__RECORDS SHOWN__.
========================================================================

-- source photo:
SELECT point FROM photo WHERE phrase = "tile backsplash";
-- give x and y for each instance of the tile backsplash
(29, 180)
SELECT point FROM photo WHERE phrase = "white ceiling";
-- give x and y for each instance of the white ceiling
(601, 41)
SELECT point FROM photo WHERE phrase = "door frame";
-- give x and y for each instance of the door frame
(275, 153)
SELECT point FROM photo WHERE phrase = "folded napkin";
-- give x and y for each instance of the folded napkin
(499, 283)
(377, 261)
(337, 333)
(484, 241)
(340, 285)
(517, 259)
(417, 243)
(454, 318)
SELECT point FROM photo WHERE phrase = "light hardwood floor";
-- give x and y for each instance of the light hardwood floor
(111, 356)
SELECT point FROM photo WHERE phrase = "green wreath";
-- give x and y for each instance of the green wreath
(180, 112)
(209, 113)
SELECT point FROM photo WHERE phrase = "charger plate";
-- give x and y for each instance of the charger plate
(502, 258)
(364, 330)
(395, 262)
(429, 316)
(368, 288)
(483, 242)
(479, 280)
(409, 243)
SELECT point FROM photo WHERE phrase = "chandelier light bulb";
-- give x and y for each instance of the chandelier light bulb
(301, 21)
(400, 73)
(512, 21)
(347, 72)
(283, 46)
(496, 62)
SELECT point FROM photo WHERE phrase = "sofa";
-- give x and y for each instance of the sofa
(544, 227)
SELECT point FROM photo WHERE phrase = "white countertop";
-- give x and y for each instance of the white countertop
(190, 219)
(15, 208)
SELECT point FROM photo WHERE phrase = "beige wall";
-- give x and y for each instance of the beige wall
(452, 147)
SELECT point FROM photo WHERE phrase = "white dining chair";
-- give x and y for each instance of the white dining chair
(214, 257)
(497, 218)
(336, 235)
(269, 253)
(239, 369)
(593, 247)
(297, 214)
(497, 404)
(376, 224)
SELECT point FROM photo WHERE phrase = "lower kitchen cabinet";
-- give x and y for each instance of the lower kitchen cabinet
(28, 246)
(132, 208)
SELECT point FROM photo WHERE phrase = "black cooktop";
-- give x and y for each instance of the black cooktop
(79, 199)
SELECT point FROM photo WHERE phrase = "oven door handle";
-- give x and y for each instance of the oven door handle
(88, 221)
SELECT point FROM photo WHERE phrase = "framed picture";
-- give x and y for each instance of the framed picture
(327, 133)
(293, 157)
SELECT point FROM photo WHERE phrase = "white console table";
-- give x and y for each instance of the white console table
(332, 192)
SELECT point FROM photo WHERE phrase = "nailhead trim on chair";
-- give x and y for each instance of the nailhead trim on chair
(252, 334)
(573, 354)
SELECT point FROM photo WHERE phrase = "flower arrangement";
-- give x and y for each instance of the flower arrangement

========================================================================

__WHAT IS REQUIRED__. Print every record above exactly as written.

__ANSWER TO THE EXERCISE__.
-- source photo:
SELECT point FROM photo WHERE phrase = "tile backsplash";
-- give x and y for each instance of the tile backsplash
(29, 180)
SELECT point FROM photo WHERE phrase = "white ceiling";
-- give x and y for each instance of the white ceiling
(601, 41)
SELECT point FROM photo WHERE phrase = "door frame";
-- give x and y for each instance of the door frame
(275, 153)
SELECT point FROM photo WHERE phrase = "folded napkin";
-- give x and y for each instance of the folded napkin
(499, 283)
(377, 261)
(337, 333)
(484, 241)
(340, 285)
(517, 259)
(417, 243)
(454, 318)
SELECT point FROM photo WHERE phrase = "light hardwood floor";
-- give x and y for each instance of the light hardwood floor
(111, 356)
SELECT point FROM photo WHERE phrase = "green wreath";
-- give x and y for each instance of the green wreath
(180, 112)
(209, 113)
SELECT point FROM photo WHERE phrase = "charger plate";
-- give x and y for each instance of the charger plate
(502, 258)
(364, 330)
(395, 262)
(429, 316)
(368, 288)
(483, 242)
(479, 280)
(409, 243)
SELECT point FROM photo WHERE phrase = "chandelier light bulb";
-- give x and y for each instance of the chandelier light bulb
(301, 21)
(400, 73)
(512, 21)
(347, 72)
(283, 46)
(496, 62)
SELECT point FROM photo WHERE phrase = "sofa";
-- give x and y for each instance of the sofa
(544, 227)
SELECT point FROM photo WHERE phrase = "white countertop";
-- give x and y for each instance of the white countertop
(190, 219)
(15, 208)
SELECT point FROM photo WHERE phrase = "beige wall";
-- give x and y for each instance of the beige wall
(452, 147)
SELECT point FROM photo WHERE phrase = "white dining chair";
-- give x and y for each instance of the white dining chair
(214, 257)
(497, 218)
(336, 235)
(269, 253)
(239, 369)
(593, 247)
(297, 214)
(497, 404)
(376, 224)
SELECT point FROM photo WHERE phrase = "lower kitchen cabinet";
-- give x and y for each instance of the lower kitchen cabinet
(28, 246)
(132, 208)
SELECT point FROM photo WHERE phrase = "black cooktop";
-- give x and y for each instance of the black cooktop
(79, 199)
SELECT point FROM photo WHERE phrase = "oven door handle";
-- give x and y for each instance of the oven door handle
(88, 221)
SELECT point FROM photo WHERE phrase = "framed picture";
-- give x and y for each instance of the framed picture
(327, 133)
(293, 157)
SELECT point FROM photo WHERE phrase = "white console table";
-- give x and y for each instance of the white console table
(332, 192)
SELECT point FROM photo WHERE phrase = "nailhead trim on chair";
-- give x and y for each instance of the nailhead trim on chair
(252, 334)
(573, 354)
SELECT point FROM photo WHERE phrase = "flower arrangement";
-- give x and y for each instance of the flower arrangement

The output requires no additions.